● Problem details: Below are records. Transcribe exactly the lines from the one that contains "[spot] the green lawn" through the last line, leaving any pictures out.

··· Data in this exercise

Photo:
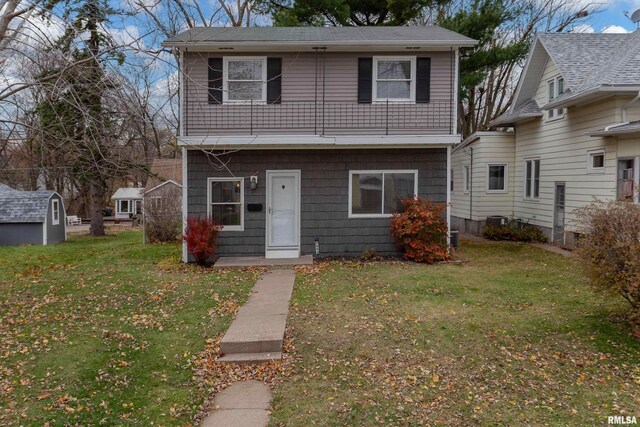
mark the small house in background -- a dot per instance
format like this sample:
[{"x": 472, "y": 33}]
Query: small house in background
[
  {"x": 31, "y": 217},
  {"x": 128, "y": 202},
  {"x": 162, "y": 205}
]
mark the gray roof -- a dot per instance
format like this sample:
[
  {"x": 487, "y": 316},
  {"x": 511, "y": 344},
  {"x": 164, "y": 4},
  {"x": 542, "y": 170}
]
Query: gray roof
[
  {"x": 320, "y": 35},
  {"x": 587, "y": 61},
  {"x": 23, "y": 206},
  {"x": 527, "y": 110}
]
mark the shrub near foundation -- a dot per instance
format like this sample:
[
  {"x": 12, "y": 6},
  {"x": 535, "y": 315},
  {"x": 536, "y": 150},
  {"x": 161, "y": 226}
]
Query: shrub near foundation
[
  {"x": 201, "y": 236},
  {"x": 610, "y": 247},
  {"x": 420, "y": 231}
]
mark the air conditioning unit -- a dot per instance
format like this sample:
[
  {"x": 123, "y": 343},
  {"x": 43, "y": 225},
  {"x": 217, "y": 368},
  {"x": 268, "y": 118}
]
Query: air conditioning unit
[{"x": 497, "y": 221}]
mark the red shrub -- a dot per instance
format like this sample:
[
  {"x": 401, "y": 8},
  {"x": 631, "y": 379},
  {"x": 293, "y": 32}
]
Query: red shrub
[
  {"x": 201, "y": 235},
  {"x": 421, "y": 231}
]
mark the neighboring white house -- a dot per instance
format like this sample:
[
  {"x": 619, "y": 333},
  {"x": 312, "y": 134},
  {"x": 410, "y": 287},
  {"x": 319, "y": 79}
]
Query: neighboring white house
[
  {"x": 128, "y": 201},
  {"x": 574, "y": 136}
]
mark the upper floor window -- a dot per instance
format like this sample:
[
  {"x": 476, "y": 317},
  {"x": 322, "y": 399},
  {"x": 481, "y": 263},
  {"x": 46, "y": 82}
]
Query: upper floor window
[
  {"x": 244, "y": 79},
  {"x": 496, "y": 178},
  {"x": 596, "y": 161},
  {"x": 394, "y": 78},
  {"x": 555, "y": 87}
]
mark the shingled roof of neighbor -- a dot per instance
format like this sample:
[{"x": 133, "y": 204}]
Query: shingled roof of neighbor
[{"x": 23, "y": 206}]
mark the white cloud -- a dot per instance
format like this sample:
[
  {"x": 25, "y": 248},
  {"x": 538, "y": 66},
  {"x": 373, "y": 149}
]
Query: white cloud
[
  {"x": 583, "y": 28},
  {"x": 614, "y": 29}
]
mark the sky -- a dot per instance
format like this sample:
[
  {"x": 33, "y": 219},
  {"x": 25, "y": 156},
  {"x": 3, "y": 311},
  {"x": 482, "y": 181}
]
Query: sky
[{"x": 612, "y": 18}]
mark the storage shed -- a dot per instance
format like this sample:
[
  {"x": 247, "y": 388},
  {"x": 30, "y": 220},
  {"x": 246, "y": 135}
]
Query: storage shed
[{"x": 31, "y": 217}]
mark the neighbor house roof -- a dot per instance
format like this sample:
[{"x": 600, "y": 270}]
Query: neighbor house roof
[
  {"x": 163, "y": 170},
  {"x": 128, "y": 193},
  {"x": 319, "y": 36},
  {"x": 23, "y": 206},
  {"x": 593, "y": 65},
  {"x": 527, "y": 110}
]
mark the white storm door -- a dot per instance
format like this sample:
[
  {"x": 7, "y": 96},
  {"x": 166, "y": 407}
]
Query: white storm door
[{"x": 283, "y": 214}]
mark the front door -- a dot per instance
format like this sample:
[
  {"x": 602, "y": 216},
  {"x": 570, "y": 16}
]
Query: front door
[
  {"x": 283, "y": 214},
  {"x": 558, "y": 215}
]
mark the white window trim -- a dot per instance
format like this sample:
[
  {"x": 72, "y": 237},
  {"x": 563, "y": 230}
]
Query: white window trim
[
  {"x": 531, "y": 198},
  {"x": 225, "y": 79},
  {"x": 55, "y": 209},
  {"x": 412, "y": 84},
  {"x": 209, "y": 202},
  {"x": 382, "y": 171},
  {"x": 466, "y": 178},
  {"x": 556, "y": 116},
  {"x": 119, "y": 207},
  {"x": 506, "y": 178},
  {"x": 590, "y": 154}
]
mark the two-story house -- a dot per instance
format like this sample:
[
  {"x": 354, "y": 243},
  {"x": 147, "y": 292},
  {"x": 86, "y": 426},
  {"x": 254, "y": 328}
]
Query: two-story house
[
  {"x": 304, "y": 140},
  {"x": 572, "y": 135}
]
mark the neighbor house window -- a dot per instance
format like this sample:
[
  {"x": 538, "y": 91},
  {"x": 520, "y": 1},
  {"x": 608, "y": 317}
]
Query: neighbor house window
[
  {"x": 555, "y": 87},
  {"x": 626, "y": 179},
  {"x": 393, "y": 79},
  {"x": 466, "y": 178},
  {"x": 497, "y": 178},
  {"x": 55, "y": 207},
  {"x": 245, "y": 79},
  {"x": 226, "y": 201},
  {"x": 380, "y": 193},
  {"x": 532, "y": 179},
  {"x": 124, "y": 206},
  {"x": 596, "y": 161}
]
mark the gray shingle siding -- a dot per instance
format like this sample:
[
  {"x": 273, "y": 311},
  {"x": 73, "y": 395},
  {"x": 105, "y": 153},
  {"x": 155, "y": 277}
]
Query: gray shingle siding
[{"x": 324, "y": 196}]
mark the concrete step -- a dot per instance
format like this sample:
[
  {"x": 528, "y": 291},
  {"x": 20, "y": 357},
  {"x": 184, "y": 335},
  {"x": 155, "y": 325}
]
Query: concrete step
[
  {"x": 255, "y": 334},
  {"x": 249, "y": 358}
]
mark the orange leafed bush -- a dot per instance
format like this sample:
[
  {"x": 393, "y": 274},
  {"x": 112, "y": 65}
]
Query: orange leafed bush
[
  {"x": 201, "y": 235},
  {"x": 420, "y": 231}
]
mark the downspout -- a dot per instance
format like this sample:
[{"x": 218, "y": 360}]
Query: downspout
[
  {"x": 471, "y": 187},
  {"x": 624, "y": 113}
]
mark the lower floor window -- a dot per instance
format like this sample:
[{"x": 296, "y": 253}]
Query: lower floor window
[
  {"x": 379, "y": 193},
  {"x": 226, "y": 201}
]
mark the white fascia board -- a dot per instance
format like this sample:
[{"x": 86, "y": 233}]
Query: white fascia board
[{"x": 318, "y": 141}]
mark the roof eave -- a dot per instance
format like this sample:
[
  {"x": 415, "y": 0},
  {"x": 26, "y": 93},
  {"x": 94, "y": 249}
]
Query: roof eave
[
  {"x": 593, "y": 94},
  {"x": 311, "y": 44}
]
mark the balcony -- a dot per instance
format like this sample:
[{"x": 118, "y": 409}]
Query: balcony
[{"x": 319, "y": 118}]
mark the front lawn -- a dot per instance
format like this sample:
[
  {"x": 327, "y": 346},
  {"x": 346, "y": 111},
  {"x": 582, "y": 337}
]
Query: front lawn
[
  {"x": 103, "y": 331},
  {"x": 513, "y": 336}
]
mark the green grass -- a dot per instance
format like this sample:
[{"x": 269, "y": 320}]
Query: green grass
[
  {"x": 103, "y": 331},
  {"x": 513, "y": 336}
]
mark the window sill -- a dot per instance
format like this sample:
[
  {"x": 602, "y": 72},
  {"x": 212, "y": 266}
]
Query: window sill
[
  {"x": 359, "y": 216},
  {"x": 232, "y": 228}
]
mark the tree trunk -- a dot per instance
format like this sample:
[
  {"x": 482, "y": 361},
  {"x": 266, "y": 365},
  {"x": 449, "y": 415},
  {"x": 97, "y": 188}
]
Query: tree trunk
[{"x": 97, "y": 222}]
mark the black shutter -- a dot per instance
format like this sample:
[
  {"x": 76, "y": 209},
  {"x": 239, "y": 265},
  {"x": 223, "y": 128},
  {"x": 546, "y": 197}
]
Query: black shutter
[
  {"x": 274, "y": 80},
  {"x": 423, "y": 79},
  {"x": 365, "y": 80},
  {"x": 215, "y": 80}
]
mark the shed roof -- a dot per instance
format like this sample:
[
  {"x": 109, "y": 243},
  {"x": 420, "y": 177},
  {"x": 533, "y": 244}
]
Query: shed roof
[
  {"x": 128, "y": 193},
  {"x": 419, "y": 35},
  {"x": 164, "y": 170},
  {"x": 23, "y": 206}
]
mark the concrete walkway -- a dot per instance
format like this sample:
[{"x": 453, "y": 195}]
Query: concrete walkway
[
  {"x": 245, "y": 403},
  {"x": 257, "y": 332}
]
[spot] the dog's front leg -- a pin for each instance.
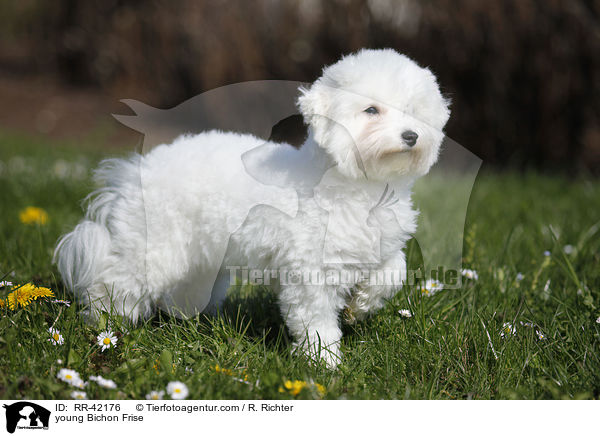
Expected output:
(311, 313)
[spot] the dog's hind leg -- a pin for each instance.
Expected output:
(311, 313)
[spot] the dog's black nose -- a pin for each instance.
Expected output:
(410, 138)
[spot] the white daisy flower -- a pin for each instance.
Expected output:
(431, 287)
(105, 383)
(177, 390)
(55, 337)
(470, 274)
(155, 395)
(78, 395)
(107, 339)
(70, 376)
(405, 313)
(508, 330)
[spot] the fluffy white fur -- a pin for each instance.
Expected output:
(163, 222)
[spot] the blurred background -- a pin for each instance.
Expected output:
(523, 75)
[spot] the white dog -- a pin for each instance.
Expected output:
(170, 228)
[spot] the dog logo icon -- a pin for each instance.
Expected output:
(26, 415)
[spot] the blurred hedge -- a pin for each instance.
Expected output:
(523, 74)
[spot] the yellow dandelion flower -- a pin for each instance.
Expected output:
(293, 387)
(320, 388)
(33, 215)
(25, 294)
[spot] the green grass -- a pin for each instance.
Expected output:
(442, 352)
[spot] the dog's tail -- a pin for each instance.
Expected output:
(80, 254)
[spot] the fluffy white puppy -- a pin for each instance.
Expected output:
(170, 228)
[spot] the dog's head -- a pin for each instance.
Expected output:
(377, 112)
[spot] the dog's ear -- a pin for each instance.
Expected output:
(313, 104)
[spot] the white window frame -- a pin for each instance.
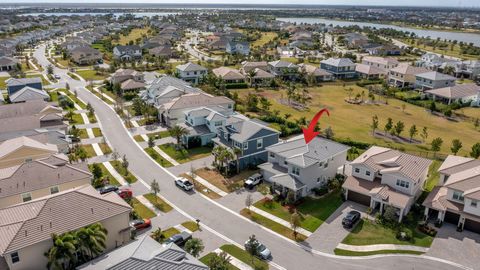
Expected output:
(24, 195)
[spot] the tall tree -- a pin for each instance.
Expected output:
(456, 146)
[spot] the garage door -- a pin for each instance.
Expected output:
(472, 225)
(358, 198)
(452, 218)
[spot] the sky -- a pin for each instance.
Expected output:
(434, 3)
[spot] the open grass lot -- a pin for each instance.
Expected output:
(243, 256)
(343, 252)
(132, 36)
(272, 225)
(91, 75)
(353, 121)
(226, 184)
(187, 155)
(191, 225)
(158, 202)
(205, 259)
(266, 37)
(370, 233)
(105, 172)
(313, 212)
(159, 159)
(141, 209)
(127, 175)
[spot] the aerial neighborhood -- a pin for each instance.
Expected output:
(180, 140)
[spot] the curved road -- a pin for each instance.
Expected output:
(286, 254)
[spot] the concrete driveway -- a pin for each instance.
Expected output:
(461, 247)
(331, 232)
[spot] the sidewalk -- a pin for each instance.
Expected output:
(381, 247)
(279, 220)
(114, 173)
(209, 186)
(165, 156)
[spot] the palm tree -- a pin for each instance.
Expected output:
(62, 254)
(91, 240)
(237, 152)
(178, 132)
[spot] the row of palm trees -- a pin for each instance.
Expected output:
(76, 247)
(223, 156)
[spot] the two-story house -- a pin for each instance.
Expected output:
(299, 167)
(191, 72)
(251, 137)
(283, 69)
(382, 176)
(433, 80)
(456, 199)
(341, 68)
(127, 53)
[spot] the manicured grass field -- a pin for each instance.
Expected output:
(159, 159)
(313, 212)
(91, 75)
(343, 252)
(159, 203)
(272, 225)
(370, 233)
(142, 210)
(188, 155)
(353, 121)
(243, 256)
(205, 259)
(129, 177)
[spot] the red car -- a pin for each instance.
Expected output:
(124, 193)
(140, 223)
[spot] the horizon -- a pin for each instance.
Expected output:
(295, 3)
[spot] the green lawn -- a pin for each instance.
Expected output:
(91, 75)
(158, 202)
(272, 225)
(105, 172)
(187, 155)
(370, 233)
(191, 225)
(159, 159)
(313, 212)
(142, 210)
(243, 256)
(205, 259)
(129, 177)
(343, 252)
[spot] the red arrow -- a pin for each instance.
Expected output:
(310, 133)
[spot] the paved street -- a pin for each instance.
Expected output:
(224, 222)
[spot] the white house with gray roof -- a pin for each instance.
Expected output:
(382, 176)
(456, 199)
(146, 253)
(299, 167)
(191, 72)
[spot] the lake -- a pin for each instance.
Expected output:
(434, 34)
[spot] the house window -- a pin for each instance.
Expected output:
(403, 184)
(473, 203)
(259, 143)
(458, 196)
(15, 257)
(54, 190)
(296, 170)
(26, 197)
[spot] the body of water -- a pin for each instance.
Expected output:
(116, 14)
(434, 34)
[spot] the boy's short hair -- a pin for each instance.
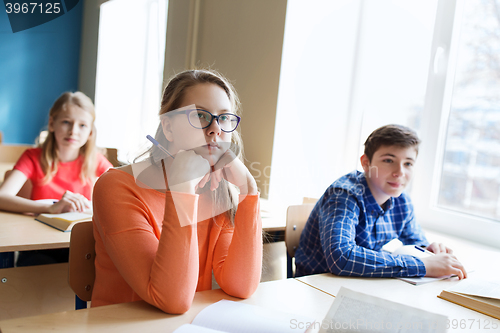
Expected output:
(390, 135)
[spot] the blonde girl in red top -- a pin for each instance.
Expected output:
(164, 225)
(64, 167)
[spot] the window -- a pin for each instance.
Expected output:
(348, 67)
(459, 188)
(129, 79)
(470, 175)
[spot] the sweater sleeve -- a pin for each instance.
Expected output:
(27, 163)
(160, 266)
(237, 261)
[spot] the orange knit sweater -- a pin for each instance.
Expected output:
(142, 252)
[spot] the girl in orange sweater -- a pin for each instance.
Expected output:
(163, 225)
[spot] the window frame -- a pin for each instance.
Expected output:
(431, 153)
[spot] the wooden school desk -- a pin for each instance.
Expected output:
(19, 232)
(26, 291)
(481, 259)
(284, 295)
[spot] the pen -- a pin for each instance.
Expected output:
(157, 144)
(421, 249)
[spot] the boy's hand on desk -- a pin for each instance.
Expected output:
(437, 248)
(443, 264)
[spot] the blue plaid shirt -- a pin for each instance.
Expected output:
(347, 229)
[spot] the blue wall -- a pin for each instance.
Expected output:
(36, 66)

······

● Answer to the problem:
[spot] the green lawn -- a pin for each instance.
Expected output:
(91, 75)
(158, 202)
(272, 225)
(105, 172)
(187, 155)
(370, 233)
(191, 225)
(159, 159)
(313, 212)
(142, 210)
(243, 256)
(205, 259)
(129, 177)
(343, 252)
[spot] the red arrow -- a pin for each instance.
Expected output:
(310, 133)
[spot] the paved street -- a pin for each instance.
Expected output:
(224, 222)
[spot] the white house with gray roof -- a pin for each instance.
Expected output:
(382, 176)
(456, 199)
(146, 253)
(299, 167)
(191, 72)
[spot] the lake -- a pin for each instance.
Expected output:
(434, 34)
[spot] the house window -- a pin for each instance.
Expected output:
(403, 184)
(473, 203)
(259, 143)
(458, 196)
(15, 257)
(54, 190)
(296, 170)
(26, 197)
[spot] the body of water -- a pin for each instance.
Expected output:
(116, 14)
(434, 34)
[spot] the boy's short hair -- a pin for each instance.
Expected output:
(390, 135)
[spot] the blonde girl in red top -- a pin for each instance.
Expected output:
(164, 225)
(64, 167)
[spot] the window -- a pin for each instance.
Expected output:
(348, 67)
(459, 188)
(129, 79)
(470, 175)
[spot] the sweater sleeve -- a pin for each instance.
Expected output:
(27, 163)
(160, 266)
(237, 261)
[spot] the orange knit sweater -- a pin for each instance.
Expected output:
(142, 252)
[spot] the girl in orange sweater -- a pin for each instance.
Expected output:
(163, 225)
[spot] the window frame -- a pin for each instance.
Expected output:
(431, 153)
[spot] the wooden school desk -- a pin for each instance.
Expected output:
(19, 232)
(26, 291)
(481, 259)
(284, 295)
[spot] the pen -- a pin for each instance.
Expected output:
(157, 144)
(421, 249)
[spot] the boy's hand on desk -- a pin for each instance.
Expected output:
(437, 248)
(443, 264)
[spot] the blue plaid shirt -- a pin for each instance.
Expected output:
(347, 229)
[spot] the blue wall -- a pin for each instance.
Expected output:
(36, 66)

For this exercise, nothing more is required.